→ **Task directions**:
Rescale the records starting at the line that contains "Every instance of the paved" and ending at the last line of the records, both included, and give only those lines. Repeat each line, including the wording lines, but multiply every point coordinate by 2.25 and round it to a whole number, with halves rounded up.
::: Excerpted records :::
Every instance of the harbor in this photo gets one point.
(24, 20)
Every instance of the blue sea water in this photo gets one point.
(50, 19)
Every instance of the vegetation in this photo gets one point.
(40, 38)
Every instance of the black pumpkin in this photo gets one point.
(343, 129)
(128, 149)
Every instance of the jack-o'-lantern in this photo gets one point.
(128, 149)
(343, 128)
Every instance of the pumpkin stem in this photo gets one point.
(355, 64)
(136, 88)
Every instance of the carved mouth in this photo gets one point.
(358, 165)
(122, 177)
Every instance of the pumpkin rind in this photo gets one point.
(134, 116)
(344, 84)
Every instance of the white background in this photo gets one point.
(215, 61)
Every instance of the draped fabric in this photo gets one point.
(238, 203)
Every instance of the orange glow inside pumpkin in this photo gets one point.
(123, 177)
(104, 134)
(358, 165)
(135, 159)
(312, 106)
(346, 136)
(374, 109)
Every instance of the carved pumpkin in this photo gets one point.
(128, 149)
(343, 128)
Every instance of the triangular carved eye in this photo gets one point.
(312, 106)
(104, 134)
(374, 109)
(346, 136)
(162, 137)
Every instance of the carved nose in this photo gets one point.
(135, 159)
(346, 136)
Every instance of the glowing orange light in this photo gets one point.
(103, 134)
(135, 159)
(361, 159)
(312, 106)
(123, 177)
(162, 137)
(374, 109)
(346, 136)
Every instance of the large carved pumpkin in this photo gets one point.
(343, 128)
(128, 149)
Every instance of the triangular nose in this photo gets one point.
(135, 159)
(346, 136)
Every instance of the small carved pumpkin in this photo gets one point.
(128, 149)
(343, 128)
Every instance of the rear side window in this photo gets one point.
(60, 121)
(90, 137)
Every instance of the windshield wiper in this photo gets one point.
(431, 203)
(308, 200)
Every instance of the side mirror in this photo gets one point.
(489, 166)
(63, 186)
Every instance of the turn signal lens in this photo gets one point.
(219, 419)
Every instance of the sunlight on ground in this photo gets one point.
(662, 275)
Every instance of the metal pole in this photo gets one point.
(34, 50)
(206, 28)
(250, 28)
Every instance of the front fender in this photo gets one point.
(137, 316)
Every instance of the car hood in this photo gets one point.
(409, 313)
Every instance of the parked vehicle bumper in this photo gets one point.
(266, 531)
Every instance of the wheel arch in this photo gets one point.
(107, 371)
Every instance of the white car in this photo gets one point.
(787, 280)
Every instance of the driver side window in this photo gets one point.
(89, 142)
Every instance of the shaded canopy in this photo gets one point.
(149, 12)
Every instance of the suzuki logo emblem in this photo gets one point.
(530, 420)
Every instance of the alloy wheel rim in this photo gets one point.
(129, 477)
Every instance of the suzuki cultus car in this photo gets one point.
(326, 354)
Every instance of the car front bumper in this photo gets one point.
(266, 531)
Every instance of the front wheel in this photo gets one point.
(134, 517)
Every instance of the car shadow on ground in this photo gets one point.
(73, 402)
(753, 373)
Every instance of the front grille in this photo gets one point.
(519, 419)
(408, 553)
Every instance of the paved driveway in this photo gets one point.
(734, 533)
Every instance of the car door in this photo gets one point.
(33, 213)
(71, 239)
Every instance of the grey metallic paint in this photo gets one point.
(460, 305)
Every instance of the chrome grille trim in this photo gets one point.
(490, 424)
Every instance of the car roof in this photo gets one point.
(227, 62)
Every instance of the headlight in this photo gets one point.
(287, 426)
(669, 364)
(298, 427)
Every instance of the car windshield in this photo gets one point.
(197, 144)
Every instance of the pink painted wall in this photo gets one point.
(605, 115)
:::
→ **Answer in full**:
Every instance of the paved driveway in this photo gets one point.
(1652, 1199)
Every instance of the car door in this photo gets one point.
(74, 479)
(160, 538)
Every instance of the grey metallic paint in this photo gets one point.
(1035, 686)
Every instance of the chrome grille trim in this photo gets one point.
(1103, 954)
Every instance of the car roof in this photo gets one point.
(511, 140)
Every instance of the headlight in this photo gets one point.
(646, 959)
(1505, 819)
(671, 961)
Every instance of the car windshield in this photo gets one point.
(443, 324)
Every instance of the pink painted wall in this photo gets one point.
(1361, 259)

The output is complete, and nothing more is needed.